[Rows start]

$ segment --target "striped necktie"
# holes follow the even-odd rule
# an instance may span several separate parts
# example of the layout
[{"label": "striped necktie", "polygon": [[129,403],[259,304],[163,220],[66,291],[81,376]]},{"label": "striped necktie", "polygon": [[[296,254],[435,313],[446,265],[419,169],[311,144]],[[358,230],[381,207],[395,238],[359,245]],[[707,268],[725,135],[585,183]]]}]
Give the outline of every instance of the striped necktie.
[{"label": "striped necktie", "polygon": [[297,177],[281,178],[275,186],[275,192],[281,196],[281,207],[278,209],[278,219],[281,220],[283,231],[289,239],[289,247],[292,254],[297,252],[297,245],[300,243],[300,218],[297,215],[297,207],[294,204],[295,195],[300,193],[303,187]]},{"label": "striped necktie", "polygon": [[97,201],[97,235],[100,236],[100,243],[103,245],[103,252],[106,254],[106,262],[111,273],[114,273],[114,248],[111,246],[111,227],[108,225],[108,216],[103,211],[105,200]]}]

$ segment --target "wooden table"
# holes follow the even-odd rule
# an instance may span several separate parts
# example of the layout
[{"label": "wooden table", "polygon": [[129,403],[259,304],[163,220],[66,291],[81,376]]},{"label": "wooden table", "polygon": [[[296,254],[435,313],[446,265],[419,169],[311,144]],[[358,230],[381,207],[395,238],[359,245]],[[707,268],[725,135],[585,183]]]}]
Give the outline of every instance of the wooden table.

[Rows end]

▸ What to work on:
Write out every line of the material above without changing anything.

▸ Solution for this exercise:
$ segment --target "striped necktie"
# holes follow the even-odd rule
# an instance may span several separate parts
# example of the layout
[{"label": "striped necktie", "polygon": [[129,403],[259,304],[163,220],[66,291],[81,376]]},{"label": "striped necktie", "polygon": [[[296,254],[435,313],[446,265],[419,169],[311,144]],[[358,230],[381,207],[395,238],[359,245]],[[707,268],[725,135],[585,183]]]}]
Give the outline of every instance of the striped necktie.
[{"label": "striped necktie", "polygon": [[297,177],[281,178],[275,186],[275,192],[281,196],[281,207],[278,209],[278,219],[281,220],[283,231],[289,239],[289,247],[292,254],[297,252],[297,245],[300,243],[300,218],[297,215],[297,207],[294,204],[295,195],[300,193],[303,187]]},{"label": "striped necktie", "polygon": [[97,201],[97,235],[100,236],[100,243],[103,245],[103,252],[106,254],[106,262],[111,273],[114,273],[114,248],[111,246],[111,227],[108,225],[108,216],[103,211],[105,200]]}]

$ segment --target "wooden table"
# holes follow the even-odd rule
# an instance may span several separate parts
# example of the layout
[{"label": "wooden table", "polygon": [[129,403],[259,304],[163,220],[66,291],[81,376]]},{"label": "wooden table", "polygon": [[[296,254],[435,313],[446,265],[419,169],[311,144]],[[358,230],[381,207],[395,238],[359,245]],[[707,268],[725,135],[585,183]]]}]
Give the outline of every instance of the wooden table.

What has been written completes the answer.